-- Start PASSAGE SHOWN --
Los Angeles Times

Splitting costs has its costs

- Send questions to Amy Dickinson by email to askamy@amydickins­on.com.

Dear Amy: I am on my second marriage. I am trying hard to stay “connected” because I felt disconnect­ed in my last marriage.

I moved almost 100 miles away from my family and into his world. This is fine, but sometimes I feel alone.

My husband and I decided to keep our finances separate. We split everything. When we’re at the store, he pays half and I pay half, vacation trips are split — also phones, utilities and insurance.

I also give him “rent” for living in the house, because he makes the house payment.

About a year after we got married, he inherited his father’s estate. He put some money into a savings account, and it was just sitting there, so I told him to invest it, and he did.

This money has grown pretty good interest in the last four years, and we decided to do some repairs on our home, so he took the funds out of the interest income and used it for the repair.

Amy, he then asked me when I was going to pay him back my half of the cost of the remodel! I was floored! This was money he wouldn’t have had if I didn’t suggest that he invest it.

Is it wrong for me to feel like we are more roommates than a married couple? I don’t think we’re very “connected,” do you?

We’ve talked about consolidat­ing our bank accounts, but I get scared that he’ll be controllin­g my money that I work hard for, like he controls everything else.

Are my feelings wrong? Worried

Dear Worried: If your husband “controls everything” in your life, then pay attention to this red flag; it might be wisest not to be with him.
-- End PASSAGE SHOWN --
▶ GOALS:
**A)** In the advice letter, rewrite everything from "- Send questions" down to "and he did.", changing "vacation trips" to "restaurant meals".
**B)** Answer these from the advice letter:
(i) About how far did the writer move from her family?
(ii) What did her husband inherit, and about how long after the wedding?
(iii) Over how many years has the invested money been earning interest?
-- Start DATA EXCERPTS --
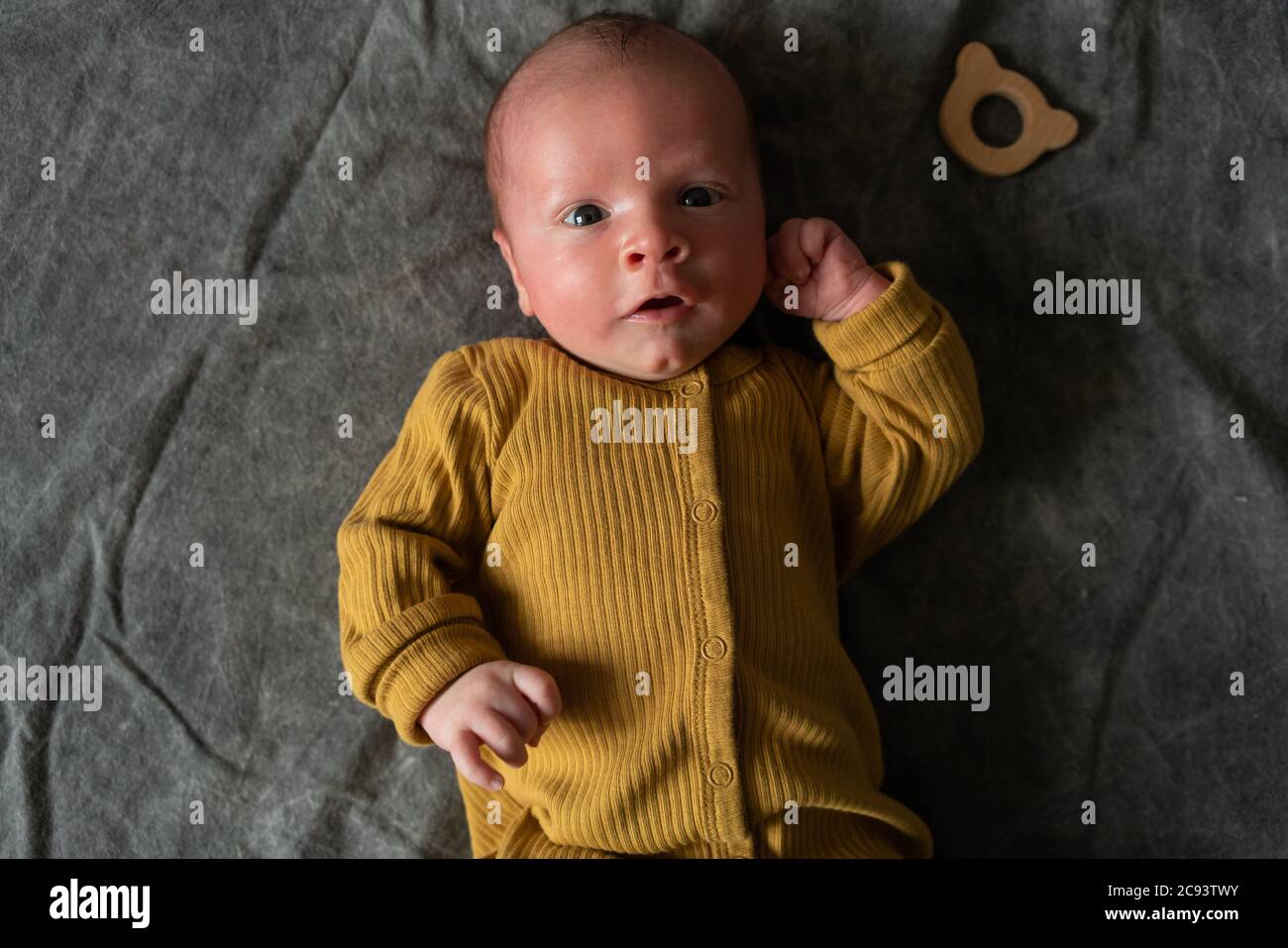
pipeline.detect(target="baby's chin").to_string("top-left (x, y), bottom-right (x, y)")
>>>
top-left (548, 330), bottom-right (720, 381)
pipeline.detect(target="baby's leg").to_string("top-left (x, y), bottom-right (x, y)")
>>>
top-left (756, 809), bottom-right (914, 859)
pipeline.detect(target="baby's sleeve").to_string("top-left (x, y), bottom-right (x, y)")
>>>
top-left (793, 261), bottom-right (984, 582)
top-left (336, 349), bottom-right (506, 747)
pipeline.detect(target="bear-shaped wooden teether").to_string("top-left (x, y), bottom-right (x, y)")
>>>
top-left (939, 43), bottom-right (1078, 177)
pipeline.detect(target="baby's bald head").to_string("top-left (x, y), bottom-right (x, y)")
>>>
top-left (483, 12), bottom-right (760, 231)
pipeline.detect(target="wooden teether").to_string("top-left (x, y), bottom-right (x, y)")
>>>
top-left (939, 43), bottom-right (1078, 177)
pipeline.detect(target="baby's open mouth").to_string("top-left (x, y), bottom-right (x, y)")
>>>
top-left (640, 296), bottom-right (683, 309)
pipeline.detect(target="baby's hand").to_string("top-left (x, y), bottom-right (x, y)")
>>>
top-left (765, 218), bottom-right (890, 322)
top-left (416, 661), bottom-right (563, 790)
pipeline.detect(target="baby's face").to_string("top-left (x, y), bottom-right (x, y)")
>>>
top-left (492, 58), bottom-right (767, 381)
-- End DATA EXCERPTS --
▶ RESPONSE LIST:
**A)**
- Send questions to Amy Dickinson by email to askamy@amydickins­on.com.

Dear Amy: I am on my second marriage. I am trying hard to stay “connected” because I felt disconnect­ed in my last marriage.

I moved almost 100 miles away from my family and into his world. This is fine, but sometimes I feel alone.

My husband and I decided to keep our finances separate. We split everything. When we’re at the store, he pays half and I pay half, restaurant meals are split — also phones, utilities and insurance.

I also give him “rent” for living in the house, because he makes the house payment.

About a year after we got married, he inherited his father’s estate. He put some money into a savings account, and it was just sitting there, so I told him to invest it, and he did.

**B)**
(i) Almost 100 miles.
(ii) His father's estate, about a year after they married.
(iii) Four years.